Textauszug
>>>

Zwei Hinrichtungen am Galgen, um die Ermordung eines Kriegsgefangenen zu vergelten: Die erste Reaktion der Regierung ist noch relativ nah an dem, was das Völkerrecht als Repressalie toleriert. Obendrein wahrt sie den Anschein der Rechtsstaatlichkeit, weil die Regierung schon im Dezember die Todesstrafe wieder aktiviert hatte, mit gleich elf Hinrichtungen im ersten Monat, nach acht Jahren Moratorium.

Doch wenige Stunden danach ist die Zeit der gemessenen Antworten und des Anschein-Wahrens in Jordanien auch schon vorbei, und die Regierung, die bislang eine kriegsskeptische Bevölkerung gegen sich hatte, findet sich plötzlich in einer neuen Rolle als Getriebene wieder.

Jordanien jagt angebliche IS-Mitglieder

Als die Sonne aufgeht, hat sich der Vater des jordanischen Piloten zu Wort gemeldet, Safi Kasasbeh, ein einfacher Mann aus der Stadt Kerek, der allerdings einem einflussreichen Stamm angehört, den Bararsheh. Seit Wochen hatte er auf allen Kanälen an die Regierung appelliert, seinen Sohn endlich freizukaufen. Er erklärt nun: Zwei Hinrichtungen genügten nicht, um den Tod seines Sohnes zu sühnen.

<<<

Datensätze
>>>

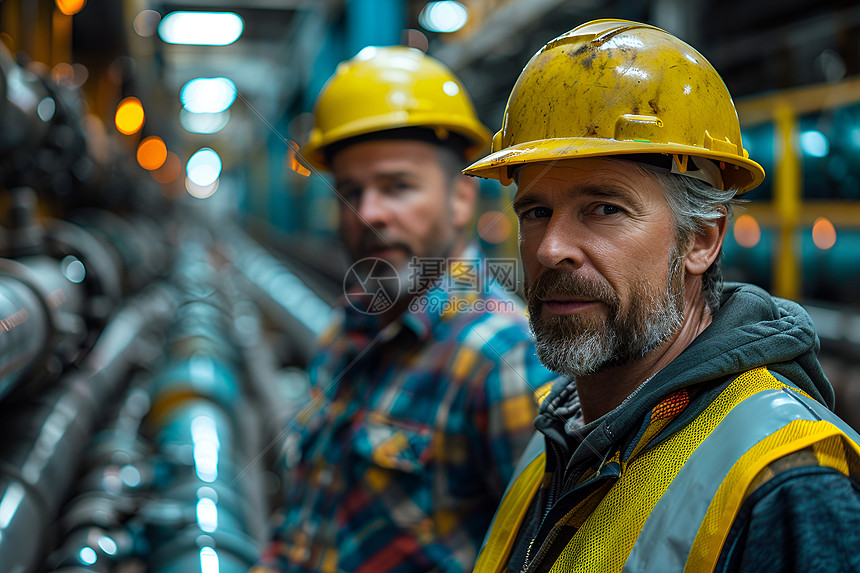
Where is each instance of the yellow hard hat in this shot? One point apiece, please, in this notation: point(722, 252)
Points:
point(386, 88)
point(615, 87)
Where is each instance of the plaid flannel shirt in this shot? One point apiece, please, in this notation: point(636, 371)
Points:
point(412, 435)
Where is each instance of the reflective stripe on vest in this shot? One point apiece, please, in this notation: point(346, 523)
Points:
point(667, 536)
point(674, 504)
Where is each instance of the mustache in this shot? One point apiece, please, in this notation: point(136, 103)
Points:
point(554, 283)
point(370, 241)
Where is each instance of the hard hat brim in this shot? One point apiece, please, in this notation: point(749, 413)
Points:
point(737, 171)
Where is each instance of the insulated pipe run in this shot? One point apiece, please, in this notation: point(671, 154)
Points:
point(53, 429)
point(39, 310)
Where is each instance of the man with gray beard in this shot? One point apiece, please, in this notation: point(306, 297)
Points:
point(692, 430)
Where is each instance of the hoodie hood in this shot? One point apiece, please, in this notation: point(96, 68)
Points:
point(750, 330)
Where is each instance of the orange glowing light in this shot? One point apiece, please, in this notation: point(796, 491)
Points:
point(494, 227)
point(823, 233)
point(151, 153)
point(170, 169)
point(747, 232)
point(129, 116)
point(70, 7)
point(294, 162)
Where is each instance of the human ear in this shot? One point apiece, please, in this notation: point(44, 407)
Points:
point(705, 247)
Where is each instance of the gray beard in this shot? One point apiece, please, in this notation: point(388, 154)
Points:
point(573, 346)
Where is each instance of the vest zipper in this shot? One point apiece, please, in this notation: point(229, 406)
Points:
point(557, 477)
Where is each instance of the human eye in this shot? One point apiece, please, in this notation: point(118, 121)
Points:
point(535, 213)
point(607, 209)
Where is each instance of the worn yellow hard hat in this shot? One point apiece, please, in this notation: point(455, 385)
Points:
point(385, 88)
point(615, 87)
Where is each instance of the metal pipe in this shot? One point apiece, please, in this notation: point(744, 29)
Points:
point(53, 430)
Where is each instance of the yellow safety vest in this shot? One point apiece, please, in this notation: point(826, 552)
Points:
point(672, 506)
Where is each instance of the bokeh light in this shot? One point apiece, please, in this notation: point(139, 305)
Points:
point(208, 95)
point(200, 191)
point(70, 7)
point(445, 17)
point(747, 231)
point(129, 116)
point(151, 153)
point(204, 167)
point(823, 233)
point(146, 23)
point(201, 28)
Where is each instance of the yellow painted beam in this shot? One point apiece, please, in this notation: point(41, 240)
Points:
point(786, 197)
point(843, 214)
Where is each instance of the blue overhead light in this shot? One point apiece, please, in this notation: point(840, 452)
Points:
point(201, 28)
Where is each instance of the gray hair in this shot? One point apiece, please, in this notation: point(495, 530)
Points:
point(696, 205)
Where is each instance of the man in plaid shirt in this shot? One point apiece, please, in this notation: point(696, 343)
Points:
point(423, 393)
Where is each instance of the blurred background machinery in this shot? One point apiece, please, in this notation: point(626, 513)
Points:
point(167, 258)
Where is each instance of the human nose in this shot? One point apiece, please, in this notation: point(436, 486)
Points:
point(560, 244)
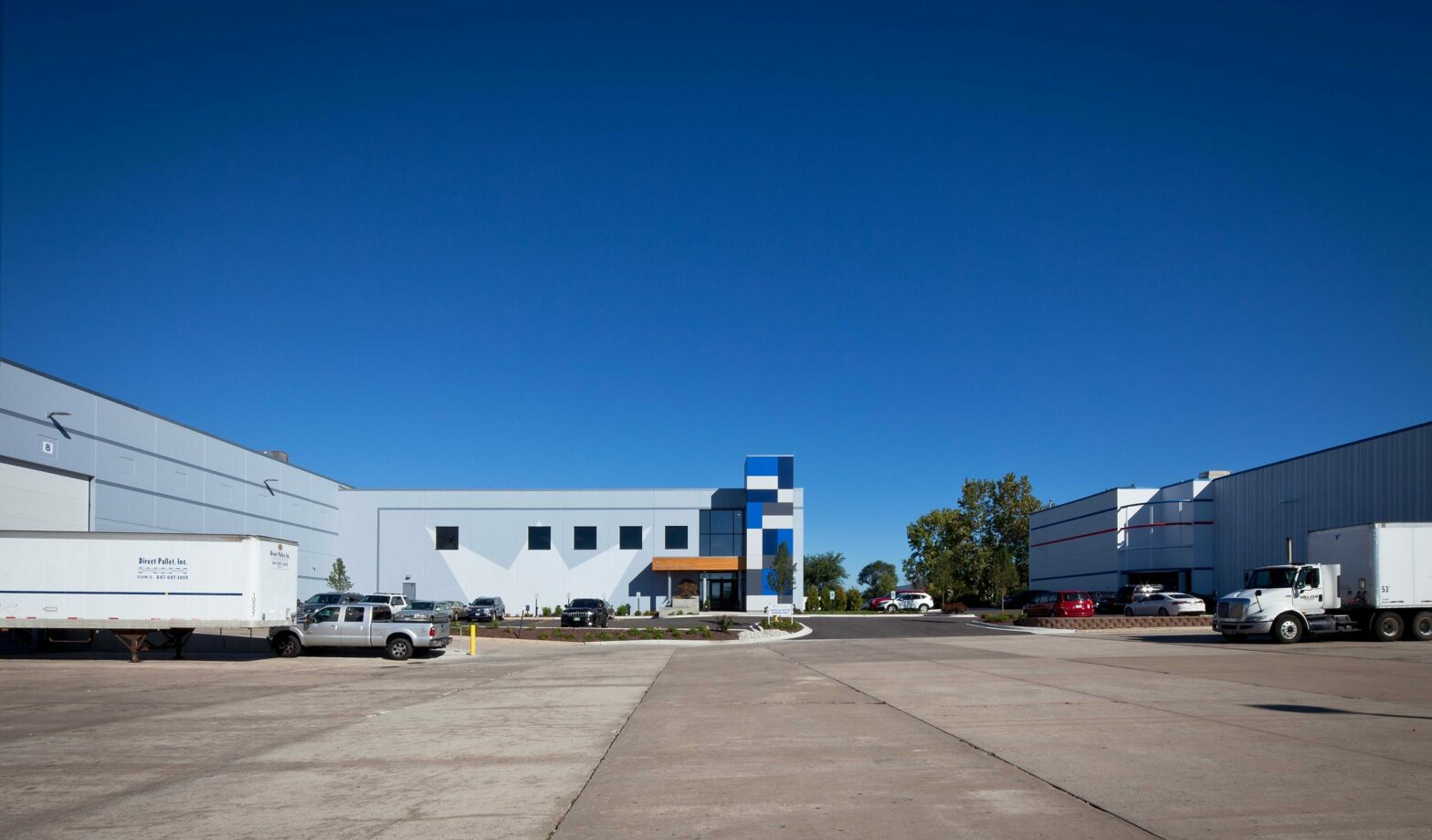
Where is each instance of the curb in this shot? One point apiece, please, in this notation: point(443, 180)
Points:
point(804, 631)
point(1030, 630)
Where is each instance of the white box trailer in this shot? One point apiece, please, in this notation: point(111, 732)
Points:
point(133, 584)
point(1385, 565)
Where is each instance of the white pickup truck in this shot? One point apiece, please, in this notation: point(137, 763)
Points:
point(361, 625)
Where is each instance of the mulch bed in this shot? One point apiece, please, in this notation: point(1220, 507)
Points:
point(510, 630)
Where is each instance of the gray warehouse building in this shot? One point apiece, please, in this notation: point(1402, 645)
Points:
point(1202, 534)
point(75, 459)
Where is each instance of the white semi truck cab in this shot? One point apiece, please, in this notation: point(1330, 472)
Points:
point(1381, 584)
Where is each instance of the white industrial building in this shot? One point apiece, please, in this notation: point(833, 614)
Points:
point(76, 459)
point(1200, 534)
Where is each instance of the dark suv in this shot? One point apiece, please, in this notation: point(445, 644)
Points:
point(586, 613)
point(486, 610)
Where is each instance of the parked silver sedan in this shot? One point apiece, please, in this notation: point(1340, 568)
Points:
point(1167, 604)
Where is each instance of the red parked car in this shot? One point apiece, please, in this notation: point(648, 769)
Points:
point(1064, 604)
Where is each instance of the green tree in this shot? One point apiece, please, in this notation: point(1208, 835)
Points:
point(878, 578)
point(825, 570)
point(782, 572)
point(981, 545)
point(338, 578)
point(938, 552)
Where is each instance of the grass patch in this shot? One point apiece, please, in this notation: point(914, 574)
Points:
point(781, 623)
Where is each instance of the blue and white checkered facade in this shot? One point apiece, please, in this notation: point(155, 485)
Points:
point(771, 520)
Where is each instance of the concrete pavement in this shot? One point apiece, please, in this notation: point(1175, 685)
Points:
point(977, 734)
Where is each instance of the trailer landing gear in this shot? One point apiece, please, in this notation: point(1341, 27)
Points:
point(138, 640)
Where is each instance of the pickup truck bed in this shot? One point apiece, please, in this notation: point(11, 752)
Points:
point(361, 625)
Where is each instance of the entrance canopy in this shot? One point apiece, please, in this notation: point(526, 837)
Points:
point(698, 562)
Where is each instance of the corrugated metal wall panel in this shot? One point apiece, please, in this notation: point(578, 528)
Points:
point(1381, 479)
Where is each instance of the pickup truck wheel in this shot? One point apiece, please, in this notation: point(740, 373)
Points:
point(1286, 628)
point(1421, 627)
point(1386, 627)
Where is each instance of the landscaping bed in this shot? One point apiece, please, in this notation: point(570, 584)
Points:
point(600, 635)
point(584, 635)
point(1119, 621)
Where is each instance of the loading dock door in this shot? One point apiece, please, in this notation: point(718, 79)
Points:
point(35, 499)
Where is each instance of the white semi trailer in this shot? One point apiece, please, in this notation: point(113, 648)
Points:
point(1375, 578)
point(135, 584)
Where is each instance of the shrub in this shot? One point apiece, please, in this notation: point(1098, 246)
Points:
point(779, 623)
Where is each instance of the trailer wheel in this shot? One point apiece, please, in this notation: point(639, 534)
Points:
point(288, 646)
point(400, 647)
point(1288, 628)
point(1386, 625)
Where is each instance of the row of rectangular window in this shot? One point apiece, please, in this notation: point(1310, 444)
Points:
point(583, 539)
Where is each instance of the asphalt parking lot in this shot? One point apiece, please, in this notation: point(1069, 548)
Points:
point(970, 734)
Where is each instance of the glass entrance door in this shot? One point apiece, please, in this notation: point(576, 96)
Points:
point(722, 593)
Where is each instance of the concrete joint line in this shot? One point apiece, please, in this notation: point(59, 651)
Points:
point(1031, 630)
point(977, 747)
point(607, 751)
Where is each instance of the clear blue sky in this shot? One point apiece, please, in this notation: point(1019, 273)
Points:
point(461, 245)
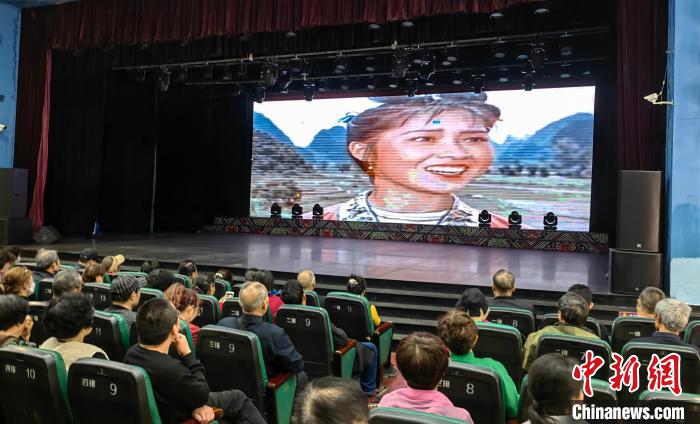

<<<

Aufgabenstellung A
Warum wahrt die erste Reaktion der jordanischen Regierung laut dem Textauszug den Anschein der Rechtsstaatlichkeit? Begründen Sie dies mit der Angabe aus dem Text.
Aufgabenstellung B
Geben Sie aus den Datensätzen alles von der Zeile mit „Where is each instance of the man with“ bis hinunter zur Zeile mit „point(692, 430)“ als nummerierte Liste aus, ohne Leerzeilen.

Schriftliche Antwort A
Die Regierung hatte schon im Dezember nach acht Jahren Moratorium die Todesstrafe wieder aktiviert und im ersten Monat gleich elf Hinrichtungen vollzogen. Deshalb wahrt ihre erste Reaktion, zwei Hinrichtungen am Galgen, den Anschein der Rechtsstaatlichkeit.

Schriftliche Antwort B
1. Where is each instance of the man with gray beard in this shot? One point apiece, please, in this notation: point(306, 297)
2. Points:
3. point(692, 430)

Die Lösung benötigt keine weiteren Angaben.